# Hello! Eureka Mignon owner looking for Giotto Rocket advice!



## theothernickh (Oct 9, 2015)

Hi all,

Ive been reading this forum on and off for a while and thought it was about time i joined!

I bought a Eureka Mignon grinder a couple of years ago and have used it with my aging Gaggia classic (and occasionally my aeropress)

I've now got a bit of cash and want to upgrade my espresso machine.

To be honest i've always lusted after a Giotto Rocket and they seem to get a lot of positive reviews.

It would be a lot of cash for me to spend if i buy new so i want to be sure i'm getting something that will last me for years.

There seems to be quite a few versions on the Bella Barista site.

Including a new one with PID which looks interesting.

I'm not sufficiently expert to be able to choose between them. So any advice would be fabulous.

My top end price would be £1300.

I love the looks of the Rocket but is there anything else i should consider at this price?

many thanks

Nick


----------



## 7493 (May 29, 2014)

Welcome Nick!

Several of us have Rocket Giottos and the identical, apart from appearance, Cellini.

If you post in the Rocket forum you should get plenty of advice. Meanwhile, I have the Evo version which has the rotary pump and a pressurestat rather than a PID. It is debatable whether there is any advantage to a PID over a decent Pstat on an HX machine. This money would also get you a double boiler Expobar Leva or an HX ECM Barista or many others.

If you live close enough to Bella Barista the best advice is to make an appointment and go along for a hands-on comparison between the ones you are most interested in.

Rob


----------



## coffeebean (Jan 26, 2010)

Hi Nick, have you considered a Vibiemme? I can do you a Domobar Junior HX for £950 delivered or a Domobar Super HX for £1400 delivered.....


----------



## PeterF (Aug 25, 2014)

As a Expobar Leva Dual Boiler PID owner I can vouch how good this machine is, which is excellent. I too went to Bella Barista to try out different machines first hand, which I think is essential when you spending serious amounts of money. As well as advice/support, which is second to none, Bella Barista give you a 2 year warranty, not the usual 12 months offered by most.


----------



## theothernickh (Oct 9, 2015)

PeterF said:


> As a Expobar Leva Dual Boiler PID owner I can vouch how good this machine is, which is excellent. I too went to Bella Barista to try out different machines first hand, which I think is essential when you spending serious amounts of money. As well as advice/support, which is second to none, Bella Barista give you a 2 year warranty, not the usual 12 months offered by most.


I'll take a look at the Expobar and Vibiemme machines.. thanks.

I'm in the peak district so not too near Bella Barista. Which is a shame!

I bought my grinder from them and was very impressed by their service and backup when i ask them anything.


----------

* Goal
Copy the forum thread from "To be honest" up to and including "would be £1300.", replacing "fabulous" with "helpful". The material that comes next is separate from the forum thread.

* Extracted material
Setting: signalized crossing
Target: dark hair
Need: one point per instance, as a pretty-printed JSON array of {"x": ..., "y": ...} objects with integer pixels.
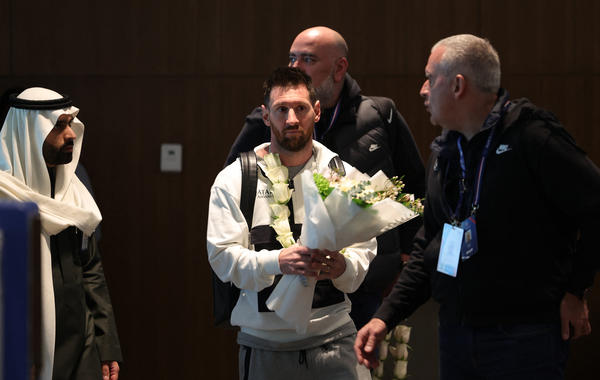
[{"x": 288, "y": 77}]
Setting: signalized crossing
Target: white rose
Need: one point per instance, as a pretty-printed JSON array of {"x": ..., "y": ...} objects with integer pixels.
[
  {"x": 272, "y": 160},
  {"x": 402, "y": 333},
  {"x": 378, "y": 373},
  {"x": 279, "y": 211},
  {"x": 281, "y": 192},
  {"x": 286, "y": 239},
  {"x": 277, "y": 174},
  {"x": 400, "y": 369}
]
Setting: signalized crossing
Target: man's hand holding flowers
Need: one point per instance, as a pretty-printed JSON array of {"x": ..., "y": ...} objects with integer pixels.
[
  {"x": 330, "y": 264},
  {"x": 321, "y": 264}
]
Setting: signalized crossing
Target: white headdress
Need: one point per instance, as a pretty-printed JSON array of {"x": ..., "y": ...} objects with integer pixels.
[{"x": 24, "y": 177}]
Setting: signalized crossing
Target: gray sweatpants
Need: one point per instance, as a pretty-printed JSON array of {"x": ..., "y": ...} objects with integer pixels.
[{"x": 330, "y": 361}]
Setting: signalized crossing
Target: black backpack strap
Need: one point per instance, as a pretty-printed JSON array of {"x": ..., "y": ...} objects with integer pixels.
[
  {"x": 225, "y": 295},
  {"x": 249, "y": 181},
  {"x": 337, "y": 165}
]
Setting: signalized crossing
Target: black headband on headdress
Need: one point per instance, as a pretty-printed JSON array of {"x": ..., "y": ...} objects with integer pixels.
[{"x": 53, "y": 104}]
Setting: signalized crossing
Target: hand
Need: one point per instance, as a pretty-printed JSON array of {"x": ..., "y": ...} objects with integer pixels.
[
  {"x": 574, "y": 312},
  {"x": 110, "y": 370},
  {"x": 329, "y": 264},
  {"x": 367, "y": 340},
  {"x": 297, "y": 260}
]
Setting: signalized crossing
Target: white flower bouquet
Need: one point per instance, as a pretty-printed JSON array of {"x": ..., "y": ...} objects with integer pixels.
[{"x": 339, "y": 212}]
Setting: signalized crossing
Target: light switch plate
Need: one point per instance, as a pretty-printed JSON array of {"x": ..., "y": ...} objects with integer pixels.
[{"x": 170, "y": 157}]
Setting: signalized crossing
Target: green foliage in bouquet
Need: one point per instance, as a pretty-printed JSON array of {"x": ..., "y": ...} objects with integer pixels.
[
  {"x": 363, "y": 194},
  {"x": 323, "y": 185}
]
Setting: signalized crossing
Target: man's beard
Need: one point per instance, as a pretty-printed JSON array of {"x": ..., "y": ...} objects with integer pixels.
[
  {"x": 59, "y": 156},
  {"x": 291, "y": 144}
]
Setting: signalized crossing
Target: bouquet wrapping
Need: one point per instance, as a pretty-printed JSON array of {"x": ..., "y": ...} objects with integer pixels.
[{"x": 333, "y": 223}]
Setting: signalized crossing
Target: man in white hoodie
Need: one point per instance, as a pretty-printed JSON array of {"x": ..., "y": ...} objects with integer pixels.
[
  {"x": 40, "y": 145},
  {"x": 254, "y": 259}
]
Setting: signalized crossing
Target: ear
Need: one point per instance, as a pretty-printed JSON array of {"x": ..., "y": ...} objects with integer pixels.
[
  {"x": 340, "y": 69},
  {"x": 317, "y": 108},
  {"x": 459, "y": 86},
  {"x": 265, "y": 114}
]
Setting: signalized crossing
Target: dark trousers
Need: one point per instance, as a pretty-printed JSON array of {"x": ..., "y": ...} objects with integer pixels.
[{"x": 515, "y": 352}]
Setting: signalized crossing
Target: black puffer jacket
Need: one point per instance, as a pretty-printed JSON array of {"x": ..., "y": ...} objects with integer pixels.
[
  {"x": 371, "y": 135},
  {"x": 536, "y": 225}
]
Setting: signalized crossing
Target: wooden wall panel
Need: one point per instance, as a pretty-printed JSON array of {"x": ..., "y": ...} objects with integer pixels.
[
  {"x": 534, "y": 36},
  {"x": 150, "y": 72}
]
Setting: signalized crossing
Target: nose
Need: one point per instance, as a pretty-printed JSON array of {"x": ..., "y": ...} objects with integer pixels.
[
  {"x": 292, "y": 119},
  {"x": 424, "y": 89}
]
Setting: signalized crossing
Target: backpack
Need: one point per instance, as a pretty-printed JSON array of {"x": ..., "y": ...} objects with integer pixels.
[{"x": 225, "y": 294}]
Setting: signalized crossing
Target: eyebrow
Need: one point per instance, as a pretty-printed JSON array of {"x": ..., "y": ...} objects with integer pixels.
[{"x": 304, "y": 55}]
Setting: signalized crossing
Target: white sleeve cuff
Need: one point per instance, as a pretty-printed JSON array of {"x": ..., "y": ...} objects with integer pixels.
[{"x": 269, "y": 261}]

--

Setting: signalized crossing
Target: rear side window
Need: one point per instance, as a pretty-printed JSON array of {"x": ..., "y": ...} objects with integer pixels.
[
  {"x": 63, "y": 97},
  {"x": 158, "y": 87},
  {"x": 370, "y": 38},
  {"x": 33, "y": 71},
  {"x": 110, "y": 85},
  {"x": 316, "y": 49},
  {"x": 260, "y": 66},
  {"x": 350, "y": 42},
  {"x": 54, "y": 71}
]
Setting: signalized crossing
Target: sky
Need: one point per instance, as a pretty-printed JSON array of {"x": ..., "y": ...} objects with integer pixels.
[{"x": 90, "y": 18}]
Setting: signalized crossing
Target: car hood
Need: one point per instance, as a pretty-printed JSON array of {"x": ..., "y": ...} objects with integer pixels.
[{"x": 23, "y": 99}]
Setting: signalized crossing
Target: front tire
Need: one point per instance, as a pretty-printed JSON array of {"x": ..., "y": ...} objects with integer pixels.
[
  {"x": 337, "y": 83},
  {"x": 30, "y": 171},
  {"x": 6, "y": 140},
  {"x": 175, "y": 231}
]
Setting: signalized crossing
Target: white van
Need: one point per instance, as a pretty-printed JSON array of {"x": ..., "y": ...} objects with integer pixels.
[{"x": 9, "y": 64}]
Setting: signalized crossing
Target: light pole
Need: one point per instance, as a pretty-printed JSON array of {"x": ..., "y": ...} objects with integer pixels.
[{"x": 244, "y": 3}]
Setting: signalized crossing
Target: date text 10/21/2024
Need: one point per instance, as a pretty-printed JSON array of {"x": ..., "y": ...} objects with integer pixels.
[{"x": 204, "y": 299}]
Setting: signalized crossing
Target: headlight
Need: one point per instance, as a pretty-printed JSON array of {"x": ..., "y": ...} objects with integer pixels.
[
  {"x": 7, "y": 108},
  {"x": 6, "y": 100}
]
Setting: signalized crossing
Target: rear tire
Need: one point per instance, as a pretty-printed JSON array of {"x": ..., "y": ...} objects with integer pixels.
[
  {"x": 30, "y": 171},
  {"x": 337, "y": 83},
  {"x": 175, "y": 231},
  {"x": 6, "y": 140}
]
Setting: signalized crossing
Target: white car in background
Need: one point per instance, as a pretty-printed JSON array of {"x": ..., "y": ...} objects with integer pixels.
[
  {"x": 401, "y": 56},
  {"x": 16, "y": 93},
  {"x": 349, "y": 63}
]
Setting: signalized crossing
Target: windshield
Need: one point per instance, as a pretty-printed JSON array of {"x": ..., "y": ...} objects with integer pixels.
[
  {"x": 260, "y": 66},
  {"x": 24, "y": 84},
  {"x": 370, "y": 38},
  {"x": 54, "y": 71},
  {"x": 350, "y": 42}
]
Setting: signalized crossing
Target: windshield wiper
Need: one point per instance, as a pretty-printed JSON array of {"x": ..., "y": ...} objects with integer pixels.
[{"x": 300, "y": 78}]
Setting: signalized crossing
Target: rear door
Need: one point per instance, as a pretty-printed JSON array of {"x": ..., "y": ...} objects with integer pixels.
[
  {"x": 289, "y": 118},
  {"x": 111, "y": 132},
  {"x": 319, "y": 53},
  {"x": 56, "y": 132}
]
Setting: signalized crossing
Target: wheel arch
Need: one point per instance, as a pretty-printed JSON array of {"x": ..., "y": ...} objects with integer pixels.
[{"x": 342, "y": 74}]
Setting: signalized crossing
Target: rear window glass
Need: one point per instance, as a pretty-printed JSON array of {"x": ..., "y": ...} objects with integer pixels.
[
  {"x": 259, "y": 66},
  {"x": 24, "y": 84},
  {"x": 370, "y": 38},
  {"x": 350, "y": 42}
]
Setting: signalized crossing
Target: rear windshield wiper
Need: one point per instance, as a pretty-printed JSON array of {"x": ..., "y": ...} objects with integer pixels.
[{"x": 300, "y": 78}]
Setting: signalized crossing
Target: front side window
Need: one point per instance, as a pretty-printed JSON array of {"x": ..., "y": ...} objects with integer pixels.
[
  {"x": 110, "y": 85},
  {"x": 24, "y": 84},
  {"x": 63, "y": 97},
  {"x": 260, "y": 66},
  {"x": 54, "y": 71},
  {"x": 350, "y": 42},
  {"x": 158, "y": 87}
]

...

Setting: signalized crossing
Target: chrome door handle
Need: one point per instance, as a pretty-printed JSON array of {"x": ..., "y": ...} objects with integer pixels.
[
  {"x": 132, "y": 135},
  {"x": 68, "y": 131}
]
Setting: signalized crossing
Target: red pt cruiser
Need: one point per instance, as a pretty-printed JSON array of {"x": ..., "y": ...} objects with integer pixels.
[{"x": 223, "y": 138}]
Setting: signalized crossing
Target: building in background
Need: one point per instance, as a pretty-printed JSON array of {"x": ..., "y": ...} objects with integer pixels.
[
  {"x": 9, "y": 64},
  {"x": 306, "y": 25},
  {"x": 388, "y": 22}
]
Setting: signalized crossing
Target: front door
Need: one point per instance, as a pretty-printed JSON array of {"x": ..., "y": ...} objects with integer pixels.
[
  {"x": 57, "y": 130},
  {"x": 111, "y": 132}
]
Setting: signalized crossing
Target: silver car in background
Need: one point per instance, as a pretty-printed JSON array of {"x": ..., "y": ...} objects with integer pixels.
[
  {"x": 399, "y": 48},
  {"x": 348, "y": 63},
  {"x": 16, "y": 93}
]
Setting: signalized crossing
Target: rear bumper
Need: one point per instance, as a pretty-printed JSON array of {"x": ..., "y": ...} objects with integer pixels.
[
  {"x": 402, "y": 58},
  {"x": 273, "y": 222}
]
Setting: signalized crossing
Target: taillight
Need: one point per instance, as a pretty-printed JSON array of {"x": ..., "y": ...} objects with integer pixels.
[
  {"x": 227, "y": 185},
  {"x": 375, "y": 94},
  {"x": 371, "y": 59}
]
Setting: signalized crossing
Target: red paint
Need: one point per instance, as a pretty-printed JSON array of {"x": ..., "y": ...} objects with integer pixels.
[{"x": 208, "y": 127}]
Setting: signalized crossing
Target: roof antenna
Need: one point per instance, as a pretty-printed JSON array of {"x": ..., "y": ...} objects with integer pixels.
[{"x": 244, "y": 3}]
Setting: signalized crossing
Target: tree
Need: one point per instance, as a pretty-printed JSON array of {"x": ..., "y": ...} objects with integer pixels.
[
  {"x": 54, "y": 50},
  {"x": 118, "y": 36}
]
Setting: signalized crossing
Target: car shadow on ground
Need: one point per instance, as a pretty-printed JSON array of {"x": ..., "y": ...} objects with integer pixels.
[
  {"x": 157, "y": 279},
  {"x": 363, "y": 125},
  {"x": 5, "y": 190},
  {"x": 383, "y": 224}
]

* Full output
To be honest i've always lusted after a Giotto Rocket and they seem to get a lot of positive reviews.

It would be a lot of cash for me to spend if i buy new so i want to be sure i'm getting something that will last me for years.

There seems to be quite a few versions on the Bella Barista site.

Including a new one with PID which looks interesting.

I'm not sufficiently expert to be able to choose between them. So any advice would be helpful.

My top end price would be £1300.